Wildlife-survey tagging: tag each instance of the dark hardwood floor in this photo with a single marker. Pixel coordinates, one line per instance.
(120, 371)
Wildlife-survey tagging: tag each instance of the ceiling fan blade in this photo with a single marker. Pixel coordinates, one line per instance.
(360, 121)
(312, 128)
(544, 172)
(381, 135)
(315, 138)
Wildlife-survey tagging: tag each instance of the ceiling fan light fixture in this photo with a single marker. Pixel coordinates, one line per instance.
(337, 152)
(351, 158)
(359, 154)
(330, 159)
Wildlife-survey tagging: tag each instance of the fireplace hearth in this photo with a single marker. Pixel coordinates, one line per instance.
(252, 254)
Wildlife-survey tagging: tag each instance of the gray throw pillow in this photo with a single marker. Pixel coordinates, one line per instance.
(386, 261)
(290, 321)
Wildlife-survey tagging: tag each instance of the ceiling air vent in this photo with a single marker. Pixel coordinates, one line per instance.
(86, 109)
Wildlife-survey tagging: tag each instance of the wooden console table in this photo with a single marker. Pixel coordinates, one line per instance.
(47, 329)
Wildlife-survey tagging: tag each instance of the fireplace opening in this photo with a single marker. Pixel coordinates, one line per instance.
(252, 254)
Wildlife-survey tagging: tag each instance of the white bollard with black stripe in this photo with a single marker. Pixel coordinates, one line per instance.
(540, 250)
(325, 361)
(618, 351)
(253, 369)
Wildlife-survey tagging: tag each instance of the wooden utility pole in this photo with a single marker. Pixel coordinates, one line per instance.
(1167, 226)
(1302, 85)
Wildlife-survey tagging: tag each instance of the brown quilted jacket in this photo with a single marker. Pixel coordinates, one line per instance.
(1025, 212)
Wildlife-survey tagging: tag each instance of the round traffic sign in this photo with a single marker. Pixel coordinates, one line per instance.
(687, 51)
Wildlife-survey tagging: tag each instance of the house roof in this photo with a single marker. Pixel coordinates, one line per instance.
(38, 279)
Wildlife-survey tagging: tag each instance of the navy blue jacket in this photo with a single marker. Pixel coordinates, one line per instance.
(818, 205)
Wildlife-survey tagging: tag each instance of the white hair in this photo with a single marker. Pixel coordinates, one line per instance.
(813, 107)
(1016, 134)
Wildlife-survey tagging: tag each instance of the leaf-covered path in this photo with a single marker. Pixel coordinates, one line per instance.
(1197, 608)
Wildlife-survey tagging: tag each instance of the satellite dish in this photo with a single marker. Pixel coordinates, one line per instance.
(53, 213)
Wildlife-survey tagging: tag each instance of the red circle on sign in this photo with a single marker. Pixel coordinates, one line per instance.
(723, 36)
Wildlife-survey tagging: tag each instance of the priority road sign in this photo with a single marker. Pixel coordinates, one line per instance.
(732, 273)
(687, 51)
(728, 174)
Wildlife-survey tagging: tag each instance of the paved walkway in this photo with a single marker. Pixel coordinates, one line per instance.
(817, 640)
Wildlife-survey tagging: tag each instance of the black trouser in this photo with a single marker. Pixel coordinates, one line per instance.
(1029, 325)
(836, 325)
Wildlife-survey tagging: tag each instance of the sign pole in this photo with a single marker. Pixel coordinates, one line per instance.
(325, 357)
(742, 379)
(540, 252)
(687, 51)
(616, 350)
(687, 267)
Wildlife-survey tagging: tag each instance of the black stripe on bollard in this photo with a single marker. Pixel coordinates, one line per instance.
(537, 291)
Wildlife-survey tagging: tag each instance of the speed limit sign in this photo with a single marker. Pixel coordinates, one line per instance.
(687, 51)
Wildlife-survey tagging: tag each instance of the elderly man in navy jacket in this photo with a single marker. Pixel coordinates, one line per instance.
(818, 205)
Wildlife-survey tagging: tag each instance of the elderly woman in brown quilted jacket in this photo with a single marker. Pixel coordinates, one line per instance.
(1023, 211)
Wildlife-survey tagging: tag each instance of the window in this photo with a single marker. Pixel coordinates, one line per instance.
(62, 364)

========================

→ TO BE DONE: Update the material by replacing every instance of "single marker" with "single point", and give all of it again with nothing else changed.

→ FINAL RESULT:
Wildlife-survey tagging: tag each instance of the dark hardwood floor in this photo with a single point. Pixel coordinates, one line per instance.
(120, 371)
Wildlife-survey tagging: tag each instance of the ceiling fan blade in this photo with a single point. Pixel coordinates, one line per instance.
(360, 121)
(312, 128)
(544, 172)
(381, 135)
(315, 138)
Wildlife-survey tagging: tag each instance of the ceiling fan light fixture in this photo with a single point. Pixel coordinates, one line per instance.
(337, 152)
(351, 158)
(359, 154)
(330, 159)
Wildlife-survey tagging: tag each instance of the fireplace hearth in this photo with a single point. Pixel coordinates, one line per instance.
(252, 254)
Wildlife-survey tagging: tag each instance of the gray throw pillow in this photo with a single point. Pixel coordinates, one line per instance.
(386, 261)
(290, 321)
Wildlife-survey tagging: tag each instance of the ceiling air vent in this photo with a single point. Pixel coordinates, one line per instance.
(86, 109)
Wildlife-survey tagging: tag each instance of the wooden console table in this photo with a single point. Pixel coordinates, one line per instance.
(47, 329)
Wildlife-survey tagging: tag each instance of the fireplace opening in this photo with a single point. Pixel coordinates, one line per instance.
(252, 254)
Wildlife-survey tagging: tag each instance of the white bollard with black stripe in this photo with a single point. Pixel coordinates, one line per instance.
(540, 250)
(325, 361)
(618, 351)
(253, 369)
Wildlife-survey tagging: tag each instance of the wooden utility pole in this photo with a single point. Pixel coordinates, one line per instance.
(1167, 226)
(1302, 85)
Wildlife-survey tagging: tag each instance of the brown quilted jacket in this photo with a single point. Pixel coordinates, one line per instance.
(1025, 212)
Wildlife-survey tagging: tag each instance of the round traffic sign in this photo with a single point. Pixel coordinates, one line per instance.
(687, 51)
Wildlife-survey tagging: tag each instance of the house roof in this photo with a single point. Pixel coordinates, one line per instance.
(38, 279)
Wildlife-survey tagging: tag each instance of the navy blue jacket in this photo with a single point. Pixel coordinates, one line per instance.
(818, 205)
Wildlife-survey tagging: tag each instance of the white hair in this photo with a single point. Pixel coordinates, one line per instance.
(813, 107)
(1016, 134)
Wildlife-survey tagging: tag each instance of the leaf-covered path in this photo with a single point. Pixel coordinates, one line per instance.
(1197, 608)
Wildlife-survey tagging: tag each instance of the satellite dish in this photo with a single point. Pixel coordinates, one line per instance.
(53, 213)
Wildlife-survey tagging: tag each instance of the red circle on sign in this photo with a single point. Pixel coordinates, one line per instance.
(723, 36)
Wildlife-survey tagging: tag each instance of the priority road sign in this photo with a single point. Pixel coordinates, one line per instance.
(732, 273)
(687, 51)
(728, 174)
Wildlife-survey tagging: tag each instance of the paved walkway in this photo with a single point. Pixel coordinates, one line per instance.
(817, 640)
Wildlife-survey tagging: tag each instance of the black trouser in this photo with a single point. Pixel coordinates, one line per instance.
(1029, 325)
(836, 325)
Wildlife-survey tagging: tag each instance of the sign pole in this photo with a single point. Pixel coordinates, one line per instance.
(325, 357)
(742, 379)
(540, 252)
(687, 51)
(616, 350)
(687, 267)
Wildlife-survey tagging: tag each instance of the black stripe on bollard in this photo with a single point. Pixel coordinates, one line per instance.
(537, 291)
Wildlife-survey tagging: tag each instance of the speed limit sign in this photo with a single point. Pixel coordinates, one line per instance.
(687, 51)
Wildlife-survey tagging: tag each instance of the elderly man in navy jacket in this photo with a single point. Pixel coordinates, one line per instance.
(818, 205)
Wildlife-survey tagging: tag each instance of the elderly woman in brown quilted jacket in this photo with a single point. Pixel coordinates, one line per instance.
(1023, 211)
Wildlife-survey tagging: tag each instance of the window in this photo with a single point. Pixel coordinates, one line per instance.
(62, 364)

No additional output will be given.